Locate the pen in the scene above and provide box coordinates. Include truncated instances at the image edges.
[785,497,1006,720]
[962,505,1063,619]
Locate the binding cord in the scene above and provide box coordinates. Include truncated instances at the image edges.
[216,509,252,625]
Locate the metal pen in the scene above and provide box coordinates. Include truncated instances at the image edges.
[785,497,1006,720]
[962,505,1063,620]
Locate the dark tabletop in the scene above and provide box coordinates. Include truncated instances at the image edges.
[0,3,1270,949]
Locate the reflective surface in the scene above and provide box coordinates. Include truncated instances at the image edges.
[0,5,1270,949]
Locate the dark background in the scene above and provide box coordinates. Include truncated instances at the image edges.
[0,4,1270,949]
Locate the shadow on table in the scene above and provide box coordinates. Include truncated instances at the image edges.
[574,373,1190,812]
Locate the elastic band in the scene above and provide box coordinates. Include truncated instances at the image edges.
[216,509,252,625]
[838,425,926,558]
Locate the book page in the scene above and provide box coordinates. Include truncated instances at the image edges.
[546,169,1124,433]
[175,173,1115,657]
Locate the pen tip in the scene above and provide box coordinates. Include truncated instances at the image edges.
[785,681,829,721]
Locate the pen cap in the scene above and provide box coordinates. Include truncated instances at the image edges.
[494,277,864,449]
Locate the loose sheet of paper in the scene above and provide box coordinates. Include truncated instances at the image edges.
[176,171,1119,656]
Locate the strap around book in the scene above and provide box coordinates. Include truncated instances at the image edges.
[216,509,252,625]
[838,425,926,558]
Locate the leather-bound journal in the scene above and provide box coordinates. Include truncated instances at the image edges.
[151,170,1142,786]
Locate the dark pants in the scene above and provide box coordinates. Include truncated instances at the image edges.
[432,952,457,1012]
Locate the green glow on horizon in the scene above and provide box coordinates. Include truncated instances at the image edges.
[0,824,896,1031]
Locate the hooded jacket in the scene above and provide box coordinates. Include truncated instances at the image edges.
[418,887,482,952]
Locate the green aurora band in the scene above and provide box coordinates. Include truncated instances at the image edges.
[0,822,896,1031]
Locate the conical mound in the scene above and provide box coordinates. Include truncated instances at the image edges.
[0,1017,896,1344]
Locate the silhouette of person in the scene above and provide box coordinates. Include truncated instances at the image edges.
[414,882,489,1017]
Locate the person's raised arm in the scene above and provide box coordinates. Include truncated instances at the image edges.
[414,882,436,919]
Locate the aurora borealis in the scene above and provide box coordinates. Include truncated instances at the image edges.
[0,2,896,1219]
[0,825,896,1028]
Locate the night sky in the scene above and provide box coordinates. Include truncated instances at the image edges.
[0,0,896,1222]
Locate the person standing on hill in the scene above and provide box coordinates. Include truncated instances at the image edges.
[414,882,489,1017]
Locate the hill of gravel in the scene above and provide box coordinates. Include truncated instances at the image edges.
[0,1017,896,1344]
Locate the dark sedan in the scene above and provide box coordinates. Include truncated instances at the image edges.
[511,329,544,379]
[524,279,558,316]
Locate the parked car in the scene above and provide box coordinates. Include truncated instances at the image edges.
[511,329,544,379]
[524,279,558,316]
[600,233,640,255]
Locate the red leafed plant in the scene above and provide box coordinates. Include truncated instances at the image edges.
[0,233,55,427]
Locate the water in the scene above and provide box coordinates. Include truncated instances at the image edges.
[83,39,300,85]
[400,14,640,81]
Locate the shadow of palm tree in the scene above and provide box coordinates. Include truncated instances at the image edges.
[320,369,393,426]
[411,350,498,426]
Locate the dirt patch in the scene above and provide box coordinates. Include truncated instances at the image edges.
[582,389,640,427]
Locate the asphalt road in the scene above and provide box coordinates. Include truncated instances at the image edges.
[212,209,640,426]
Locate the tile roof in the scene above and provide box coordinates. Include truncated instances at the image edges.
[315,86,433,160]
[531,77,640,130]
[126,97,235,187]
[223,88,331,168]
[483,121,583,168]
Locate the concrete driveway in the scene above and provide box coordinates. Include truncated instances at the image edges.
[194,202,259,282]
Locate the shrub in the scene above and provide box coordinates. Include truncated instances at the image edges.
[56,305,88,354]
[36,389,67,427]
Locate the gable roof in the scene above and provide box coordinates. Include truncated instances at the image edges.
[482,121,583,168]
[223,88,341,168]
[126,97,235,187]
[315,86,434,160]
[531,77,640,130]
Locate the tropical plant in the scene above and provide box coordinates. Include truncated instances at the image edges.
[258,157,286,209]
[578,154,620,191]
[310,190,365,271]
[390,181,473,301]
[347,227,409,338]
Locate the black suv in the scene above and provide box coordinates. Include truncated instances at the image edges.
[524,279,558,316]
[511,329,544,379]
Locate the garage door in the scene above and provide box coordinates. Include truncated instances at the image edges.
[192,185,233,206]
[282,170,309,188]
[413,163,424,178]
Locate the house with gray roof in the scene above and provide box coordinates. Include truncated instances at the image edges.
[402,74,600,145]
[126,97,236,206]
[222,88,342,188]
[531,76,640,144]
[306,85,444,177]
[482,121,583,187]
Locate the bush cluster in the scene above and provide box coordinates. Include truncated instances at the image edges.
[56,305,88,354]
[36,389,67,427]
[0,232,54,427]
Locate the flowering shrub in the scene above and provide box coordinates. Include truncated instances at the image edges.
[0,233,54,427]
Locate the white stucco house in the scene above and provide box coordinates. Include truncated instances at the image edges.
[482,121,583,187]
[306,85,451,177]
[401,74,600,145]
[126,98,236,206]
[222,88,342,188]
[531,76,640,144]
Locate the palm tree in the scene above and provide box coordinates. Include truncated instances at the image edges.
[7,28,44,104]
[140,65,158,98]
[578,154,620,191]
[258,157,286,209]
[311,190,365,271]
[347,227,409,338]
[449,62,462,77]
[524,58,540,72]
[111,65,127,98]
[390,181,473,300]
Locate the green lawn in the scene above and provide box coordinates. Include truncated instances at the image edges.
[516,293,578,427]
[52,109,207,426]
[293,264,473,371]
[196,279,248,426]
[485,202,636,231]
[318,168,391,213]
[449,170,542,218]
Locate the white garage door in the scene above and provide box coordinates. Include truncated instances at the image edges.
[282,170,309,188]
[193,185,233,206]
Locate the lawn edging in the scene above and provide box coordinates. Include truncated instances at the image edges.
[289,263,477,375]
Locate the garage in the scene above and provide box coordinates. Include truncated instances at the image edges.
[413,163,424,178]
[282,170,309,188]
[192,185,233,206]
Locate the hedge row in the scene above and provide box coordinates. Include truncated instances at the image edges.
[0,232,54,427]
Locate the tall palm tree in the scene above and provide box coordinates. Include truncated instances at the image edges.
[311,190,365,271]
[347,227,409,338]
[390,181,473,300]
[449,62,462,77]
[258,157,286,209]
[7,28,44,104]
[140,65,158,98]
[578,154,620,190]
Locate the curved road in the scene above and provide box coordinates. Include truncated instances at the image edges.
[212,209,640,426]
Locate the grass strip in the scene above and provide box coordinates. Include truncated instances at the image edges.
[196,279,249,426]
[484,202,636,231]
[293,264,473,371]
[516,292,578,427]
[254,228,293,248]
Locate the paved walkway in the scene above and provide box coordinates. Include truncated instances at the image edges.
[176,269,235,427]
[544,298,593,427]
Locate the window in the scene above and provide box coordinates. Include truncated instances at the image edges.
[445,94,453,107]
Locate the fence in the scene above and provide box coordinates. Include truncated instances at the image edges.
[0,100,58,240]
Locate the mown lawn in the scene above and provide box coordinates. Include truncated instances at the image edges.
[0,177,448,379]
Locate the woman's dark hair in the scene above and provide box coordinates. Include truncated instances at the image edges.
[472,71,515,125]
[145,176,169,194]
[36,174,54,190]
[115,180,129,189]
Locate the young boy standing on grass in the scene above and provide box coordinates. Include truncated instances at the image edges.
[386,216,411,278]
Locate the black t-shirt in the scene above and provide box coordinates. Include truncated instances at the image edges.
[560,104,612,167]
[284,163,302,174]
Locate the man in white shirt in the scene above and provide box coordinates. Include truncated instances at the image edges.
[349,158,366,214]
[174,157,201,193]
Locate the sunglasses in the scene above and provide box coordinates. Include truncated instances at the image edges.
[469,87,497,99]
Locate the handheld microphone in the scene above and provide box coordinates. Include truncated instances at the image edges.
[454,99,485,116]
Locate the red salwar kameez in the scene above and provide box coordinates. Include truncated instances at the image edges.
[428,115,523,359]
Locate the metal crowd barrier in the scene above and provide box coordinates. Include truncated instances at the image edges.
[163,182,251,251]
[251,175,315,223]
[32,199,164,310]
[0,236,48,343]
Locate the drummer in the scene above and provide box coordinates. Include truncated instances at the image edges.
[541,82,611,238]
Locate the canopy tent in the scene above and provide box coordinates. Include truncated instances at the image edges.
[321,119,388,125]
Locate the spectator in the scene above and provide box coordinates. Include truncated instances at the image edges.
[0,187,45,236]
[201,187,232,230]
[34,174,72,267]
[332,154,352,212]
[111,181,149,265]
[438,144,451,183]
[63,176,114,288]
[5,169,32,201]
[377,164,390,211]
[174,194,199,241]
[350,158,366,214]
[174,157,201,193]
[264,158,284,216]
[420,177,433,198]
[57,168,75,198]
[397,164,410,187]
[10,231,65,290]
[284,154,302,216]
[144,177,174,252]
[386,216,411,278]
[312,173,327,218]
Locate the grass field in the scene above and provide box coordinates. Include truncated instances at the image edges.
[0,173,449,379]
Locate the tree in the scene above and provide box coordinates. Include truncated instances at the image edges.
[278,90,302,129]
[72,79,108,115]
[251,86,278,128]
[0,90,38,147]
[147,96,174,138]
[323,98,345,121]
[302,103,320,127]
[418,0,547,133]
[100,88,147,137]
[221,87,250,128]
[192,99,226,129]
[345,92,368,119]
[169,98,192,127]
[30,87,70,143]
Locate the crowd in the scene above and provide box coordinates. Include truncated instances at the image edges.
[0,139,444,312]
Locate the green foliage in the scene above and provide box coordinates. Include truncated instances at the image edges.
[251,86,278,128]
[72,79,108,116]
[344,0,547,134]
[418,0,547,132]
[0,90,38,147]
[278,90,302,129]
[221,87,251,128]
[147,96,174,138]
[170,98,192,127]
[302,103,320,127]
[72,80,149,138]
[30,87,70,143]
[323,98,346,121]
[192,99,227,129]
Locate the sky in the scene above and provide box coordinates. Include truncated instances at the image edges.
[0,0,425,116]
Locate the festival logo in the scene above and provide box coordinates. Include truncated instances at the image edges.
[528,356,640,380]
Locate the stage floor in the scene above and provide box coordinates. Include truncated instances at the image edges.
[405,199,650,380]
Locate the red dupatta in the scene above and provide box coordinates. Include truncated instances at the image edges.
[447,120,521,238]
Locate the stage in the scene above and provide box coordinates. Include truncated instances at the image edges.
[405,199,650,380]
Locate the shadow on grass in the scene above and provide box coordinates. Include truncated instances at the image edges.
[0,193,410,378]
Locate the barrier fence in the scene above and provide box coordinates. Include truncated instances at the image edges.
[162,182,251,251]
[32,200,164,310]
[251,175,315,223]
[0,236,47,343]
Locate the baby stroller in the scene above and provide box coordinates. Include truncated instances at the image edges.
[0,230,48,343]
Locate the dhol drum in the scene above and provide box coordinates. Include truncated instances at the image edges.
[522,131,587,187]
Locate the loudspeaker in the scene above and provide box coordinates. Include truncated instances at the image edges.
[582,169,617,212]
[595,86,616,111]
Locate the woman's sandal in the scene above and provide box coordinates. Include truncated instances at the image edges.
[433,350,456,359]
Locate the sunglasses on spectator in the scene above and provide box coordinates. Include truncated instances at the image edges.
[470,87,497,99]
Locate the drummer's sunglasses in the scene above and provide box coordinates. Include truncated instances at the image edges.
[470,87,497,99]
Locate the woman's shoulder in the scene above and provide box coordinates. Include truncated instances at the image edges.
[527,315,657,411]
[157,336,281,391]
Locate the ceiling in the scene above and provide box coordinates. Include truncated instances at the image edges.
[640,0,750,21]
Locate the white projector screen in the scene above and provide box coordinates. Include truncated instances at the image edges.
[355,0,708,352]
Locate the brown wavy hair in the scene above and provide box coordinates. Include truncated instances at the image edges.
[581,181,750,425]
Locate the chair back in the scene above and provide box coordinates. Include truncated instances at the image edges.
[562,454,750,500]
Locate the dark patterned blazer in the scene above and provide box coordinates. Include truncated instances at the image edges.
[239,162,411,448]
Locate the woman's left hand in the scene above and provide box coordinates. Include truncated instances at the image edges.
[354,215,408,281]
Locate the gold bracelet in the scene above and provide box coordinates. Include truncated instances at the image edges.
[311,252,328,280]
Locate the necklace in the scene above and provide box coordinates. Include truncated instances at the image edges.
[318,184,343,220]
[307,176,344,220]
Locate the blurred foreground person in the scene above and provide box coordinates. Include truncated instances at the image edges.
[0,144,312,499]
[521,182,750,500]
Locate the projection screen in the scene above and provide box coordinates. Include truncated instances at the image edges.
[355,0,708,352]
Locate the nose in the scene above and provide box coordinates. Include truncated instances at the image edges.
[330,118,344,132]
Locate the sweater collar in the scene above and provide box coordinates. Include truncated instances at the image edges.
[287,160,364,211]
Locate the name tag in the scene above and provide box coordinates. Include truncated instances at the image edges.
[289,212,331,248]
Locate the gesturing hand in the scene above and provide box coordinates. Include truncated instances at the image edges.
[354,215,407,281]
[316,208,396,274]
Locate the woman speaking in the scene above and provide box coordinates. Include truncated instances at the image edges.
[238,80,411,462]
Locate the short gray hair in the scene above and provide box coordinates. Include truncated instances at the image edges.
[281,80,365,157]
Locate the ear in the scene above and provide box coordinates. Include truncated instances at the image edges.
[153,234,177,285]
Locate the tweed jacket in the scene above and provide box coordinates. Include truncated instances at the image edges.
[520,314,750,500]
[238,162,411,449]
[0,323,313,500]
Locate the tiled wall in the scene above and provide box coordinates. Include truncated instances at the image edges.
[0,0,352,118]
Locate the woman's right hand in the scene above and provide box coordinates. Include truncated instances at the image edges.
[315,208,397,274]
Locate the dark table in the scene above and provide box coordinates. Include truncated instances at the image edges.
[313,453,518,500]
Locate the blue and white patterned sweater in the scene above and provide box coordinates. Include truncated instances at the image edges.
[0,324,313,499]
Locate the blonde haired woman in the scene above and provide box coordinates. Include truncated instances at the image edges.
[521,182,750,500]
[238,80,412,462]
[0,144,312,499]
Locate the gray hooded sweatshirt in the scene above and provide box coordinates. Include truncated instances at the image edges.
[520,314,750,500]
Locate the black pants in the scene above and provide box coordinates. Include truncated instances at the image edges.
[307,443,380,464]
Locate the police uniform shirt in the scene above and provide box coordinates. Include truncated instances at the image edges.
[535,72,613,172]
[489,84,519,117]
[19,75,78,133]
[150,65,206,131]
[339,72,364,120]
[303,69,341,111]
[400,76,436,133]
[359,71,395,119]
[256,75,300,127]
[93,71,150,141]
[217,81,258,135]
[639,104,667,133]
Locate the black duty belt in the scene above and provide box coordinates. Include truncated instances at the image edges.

## [Stated exercise]
Put the lines starting at the one that contains "Locate the flowering" and ending at the one that contains "[449,170,542,218]", both included, into a JSON list of strings with one string per line, leaving out any blank lines.

## [Expected answer]
[
  "Locate the flowering shrub in the scene above and provide box coordinates. Include truncated instances at the image edges.",
  "[0,233,54,427]",
  "Locate the white stucco house in the scene above and provide box coordinates. Include truncated instances at the image edges.",
  "[482,121,583,187]",
  "[306,85,451,177]",
  "[401,74,600,145]",
  "[126,98,236,206]",
  "[222,88,342,188]",
  "[531,76,640,144]",
  "Locate the palm tree in the scene above and provide box coordinates. Include truncated instances at the image edges.",
  "[7,28,44,104]",
  "[140,65,158,98]",
  "[578,154,620,191]",
  "[258,157,286,209]",
  "[311,190,365,271]",
  "[347,227,409,338]",
  "[449,62,462,77]",
  "[524,58,540,72]",
  "[111,65,127,98]",
  "[390,181,473,300]",
  "Locate the green lawn in the scene above and provide box coordinates. Include truncated instances at the image edges.",
  "[516,293,578,427]",
  "[52,109,207,426]",
  "[293,264,473,371]",
  "[196,279,248,426]",
  "[485,202,636,231]",
  "[318,168,391,213]",
  "[449,170,542,218]"
]